#### [Task]
Rewrite the listing below as a numbered list, leaving out any blank lines.

— START OF Material —

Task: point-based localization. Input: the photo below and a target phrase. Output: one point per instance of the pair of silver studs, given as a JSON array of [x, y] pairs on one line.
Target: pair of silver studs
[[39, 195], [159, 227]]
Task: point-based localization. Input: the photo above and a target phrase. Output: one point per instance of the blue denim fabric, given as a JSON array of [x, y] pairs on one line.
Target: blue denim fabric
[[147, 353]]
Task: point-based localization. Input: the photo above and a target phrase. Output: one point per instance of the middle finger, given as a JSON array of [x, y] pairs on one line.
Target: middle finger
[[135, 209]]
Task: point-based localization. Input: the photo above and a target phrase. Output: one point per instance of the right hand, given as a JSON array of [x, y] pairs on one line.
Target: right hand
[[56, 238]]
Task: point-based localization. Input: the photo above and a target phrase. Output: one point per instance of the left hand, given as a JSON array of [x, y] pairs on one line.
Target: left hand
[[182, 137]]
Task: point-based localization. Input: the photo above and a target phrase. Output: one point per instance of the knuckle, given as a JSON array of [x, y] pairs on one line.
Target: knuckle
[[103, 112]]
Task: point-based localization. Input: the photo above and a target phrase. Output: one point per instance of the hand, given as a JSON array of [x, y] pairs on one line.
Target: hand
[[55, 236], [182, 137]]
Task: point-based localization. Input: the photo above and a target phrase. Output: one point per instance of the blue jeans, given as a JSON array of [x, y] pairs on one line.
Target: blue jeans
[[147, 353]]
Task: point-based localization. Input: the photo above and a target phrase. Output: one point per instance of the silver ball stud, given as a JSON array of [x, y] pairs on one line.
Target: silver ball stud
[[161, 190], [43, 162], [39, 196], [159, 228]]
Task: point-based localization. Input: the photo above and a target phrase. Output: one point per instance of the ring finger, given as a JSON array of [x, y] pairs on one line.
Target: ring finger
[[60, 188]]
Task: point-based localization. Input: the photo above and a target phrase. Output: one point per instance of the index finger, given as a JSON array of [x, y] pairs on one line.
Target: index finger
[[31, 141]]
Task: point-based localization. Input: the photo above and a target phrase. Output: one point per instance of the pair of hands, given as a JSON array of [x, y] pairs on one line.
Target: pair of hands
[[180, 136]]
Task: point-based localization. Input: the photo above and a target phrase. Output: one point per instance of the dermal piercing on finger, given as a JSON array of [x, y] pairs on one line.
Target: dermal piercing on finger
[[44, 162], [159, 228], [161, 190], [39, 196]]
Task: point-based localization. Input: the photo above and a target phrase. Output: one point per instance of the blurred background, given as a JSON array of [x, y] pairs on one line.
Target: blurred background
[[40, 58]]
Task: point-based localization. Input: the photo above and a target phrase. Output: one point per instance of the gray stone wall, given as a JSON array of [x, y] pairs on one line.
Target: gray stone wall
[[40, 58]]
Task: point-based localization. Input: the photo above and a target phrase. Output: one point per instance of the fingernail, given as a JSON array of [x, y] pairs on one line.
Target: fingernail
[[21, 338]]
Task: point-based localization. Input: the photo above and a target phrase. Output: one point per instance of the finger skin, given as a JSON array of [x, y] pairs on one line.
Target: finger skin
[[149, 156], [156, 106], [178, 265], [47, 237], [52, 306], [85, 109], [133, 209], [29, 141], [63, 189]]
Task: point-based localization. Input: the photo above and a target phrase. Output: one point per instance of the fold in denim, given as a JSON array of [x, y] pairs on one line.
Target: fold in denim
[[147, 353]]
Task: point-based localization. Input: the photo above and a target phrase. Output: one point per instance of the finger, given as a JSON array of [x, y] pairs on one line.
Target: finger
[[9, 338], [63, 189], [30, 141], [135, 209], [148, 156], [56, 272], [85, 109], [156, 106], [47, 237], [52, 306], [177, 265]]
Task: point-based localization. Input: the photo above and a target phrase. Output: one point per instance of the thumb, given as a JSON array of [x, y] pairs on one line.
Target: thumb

— END OF Material —

#### [Finished answer]
1. Task: point-based localization. Input: the photo below and a target phrase. Output: one point per instance of the pair of silver studs, given as a JSON array of [x, y] pairs on one line.
2. Target: pair of silver studs
3. [[39, 195], [159, 227]]
4. Task: point-based localization. Input: the photo above and a target phrase. Output: one point per instance of the blue denim fabric, given as a JSON array of [x, y] pairs on one line.
5. Target: blue denim fabric
6. [[147, 353]]
7. Task: point-based localization. Input: the photo above and a target phrase. Output: one point per instance of the middle finger, given as a JSON array of [x, y] pairs on one line.
8. Target: middle finger
9. [[135, 209]]
10. Task: point-based localization. Input: the photo above and a target phrase. Output: one point per instance of the right hand, given as a JSON array of [x, y] pairs on one line.
11. Target: right hand
12. [[56, 238]]
13. Task: point-based localization. Input: the photo above and a target phrase. Output: one point per instance of the left hand, given as a JSON array of [x, y] pairs on one line.
14. Target: left hand
15. [[182, 137]]
16. Task: point-based localization. Input: the photo above and a target phrase. Output: one point per instance of the knuckle, given as a JSON array of [x, y] pairs on one line.
17. Target: knuckle
18. [[103, 112]]
19. Task: point-based localization. Input: the photo above and a target phrase. Output: one point per instance of the hand, given as a JSON array of [x, y] pairs on one line.
20. Target: hand
21. [[55, 236], [182, 137]]
22. Task: point-based localization. Input: the photo above and a target phrase. Output: one point per instance of the blue jeans, given as a JSON array of [x, y] pairs on one line.
23. Target: blue jeans
24. [[147, 353]]
25. Task: point-based localization. Input: the photo above and a target phrase. Output: one point per instance of the silver ball stud, given as a JSON array of [x, y] pairs on one line.
26. Target: silver ball stud
27. [[161, 190], [43, 162], [39, 196], [159, 228]]
28. Task: point-based localization. Input: the photo above and a target phrase. Output: one point per instance of the ring finger, given as a JSON array of [x, y] pairs on one line.
29. Target: ring finger
30. [[60, 188]]
31. Task: point-based localization. Input: the photo above and a target phrase. Output: one point per instance of the index finger, given as a JSON array of [x, y] pairs on one line.
32. Target: index finger
33. [[31, 141]]
34. Task: point-based localization. Input: the photo above and a target phrase. Output: one point per instance of the pair of hands, given as a JSON array of [x, y] pairs on one line.
35. Target: pair of hands
36. [[180, 136]]
37. Task: point-based localization. Input: the photo above and a target phrase. Output: one point per instance of the dermal piercing on finger, given as a JSON array of [x, y] pairs on one line.
38. Target: dermal piercing on finger
39. [[44, 162], [159, 228], [161, 190], [39, 196]]
40. Task: point-based localization. Input: the photo above and a target phrase. Output: one point per instance of the blurred background, given as a JSON array of [x, y] pairs on one line.
41. Target: blurred background
42. [[40, 58]]
43. Task: point-based localization. Input: the photo above and a target phrase. Output: one point per instance of the gray stone wall, given as a JSON array of [x, y] pairs on one line.
44. Target: gray stone wall
45. [[40, 58]]
46. Task: point-based localization. Input: the photo above and a target phrase. Output: one point per instance of the fingernail, given as a JSON array of [x, y] pairs on one line.
47. Target: fingernail
48. [[21, 338]]
49. Task: point-based localization. Input: the photo above and a target phrase. Output: one point per instance of the finger skin, given as a JSON array of [x, y] pairs on one line.
50. Target: finger skin
51. [[149, 156], [156, 106], [178, 265], [47, 237], [52, 306], [85, 109], [133, 209], [29, 141], [63, 189]]
52. Task: point-based localization. Input: the photo above and a target phrase. Output: one point per instance of the fold in denim, given as a JSON array of [x, y] pairs on one line.
53. Target: fold in denim
54. [[147, 353]]
55. Task: point-based localization. Input: the photo above and a target phrase. Output: one point per instance of the finger, given as a JSON array of [x, y] pairs on one line.
56. Target: finger
57. [[9, 338], [63, 189], [30, 141], [135, 209], [148, 156], [56, 272], [85, 109], [156, 106], [47, 237], [52, 306], [177, 265]]
58. Task: point-based localization. Input: the photo above and a target phrase. Output: one point per instance of the thumb, given as a JSON array of [x, y] pairs on one line.
59. Target: thumb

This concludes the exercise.